◆ **WORK TO BE COMPLETED**
Copy exactly, please, each line of the data below until the line that contains "positive clicks: (570, 472) (535, 301)" has been copied, beginning at the top.

STUDY MATERIAL section start

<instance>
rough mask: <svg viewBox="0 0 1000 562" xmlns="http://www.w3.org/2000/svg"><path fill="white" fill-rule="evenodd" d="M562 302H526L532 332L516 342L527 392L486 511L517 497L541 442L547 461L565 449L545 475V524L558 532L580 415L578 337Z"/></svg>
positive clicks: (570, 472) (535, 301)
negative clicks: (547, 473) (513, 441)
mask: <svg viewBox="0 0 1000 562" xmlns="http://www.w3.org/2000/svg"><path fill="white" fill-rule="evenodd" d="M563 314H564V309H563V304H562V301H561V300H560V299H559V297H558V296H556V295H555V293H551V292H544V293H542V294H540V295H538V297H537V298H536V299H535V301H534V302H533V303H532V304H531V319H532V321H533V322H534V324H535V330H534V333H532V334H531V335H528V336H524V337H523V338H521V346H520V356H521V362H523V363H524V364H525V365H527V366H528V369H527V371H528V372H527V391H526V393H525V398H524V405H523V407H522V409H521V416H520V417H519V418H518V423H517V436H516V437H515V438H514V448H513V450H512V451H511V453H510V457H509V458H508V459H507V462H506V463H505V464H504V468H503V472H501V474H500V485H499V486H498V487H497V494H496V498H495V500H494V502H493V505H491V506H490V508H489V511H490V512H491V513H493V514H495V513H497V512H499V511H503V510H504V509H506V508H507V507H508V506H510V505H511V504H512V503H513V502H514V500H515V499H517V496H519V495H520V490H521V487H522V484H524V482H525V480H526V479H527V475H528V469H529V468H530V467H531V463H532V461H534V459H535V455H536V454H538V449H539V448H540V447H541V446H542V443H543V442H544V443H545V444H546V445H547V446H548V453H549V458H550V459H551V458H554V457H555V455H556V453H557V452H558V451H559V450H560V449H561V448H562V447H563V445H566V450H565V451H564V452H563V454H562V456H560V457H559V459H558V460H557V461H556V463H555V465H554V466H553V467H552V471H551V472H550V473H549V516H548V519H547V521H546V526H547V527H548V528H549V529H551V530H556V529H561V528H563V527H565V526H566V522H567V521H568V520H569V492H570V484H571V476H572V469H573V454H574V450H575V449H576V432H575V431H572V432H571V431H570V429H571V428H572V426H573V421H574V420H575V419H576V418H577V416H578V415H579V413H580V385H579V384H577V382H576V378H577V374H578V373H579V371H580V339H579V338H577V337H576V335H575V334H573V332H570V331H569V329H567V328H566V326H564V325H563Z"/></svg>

STUDY MATERIAL section end

◆ **EXERCISE OUTPUT**
<instance>
rough mask: <svg viewBox="0 0 1000 562" xmlns="http://www.w3.org/2000/svg"><path fill="white" fill-rule="evenodd" d="M562 302H526L532 332L516 342L527 392L486 511L517 497L541 442L547 461L565 449L545 475V524L558 532L580 415L578 337Z"/></svg>
positive clicks: (570, 472) (535, 301)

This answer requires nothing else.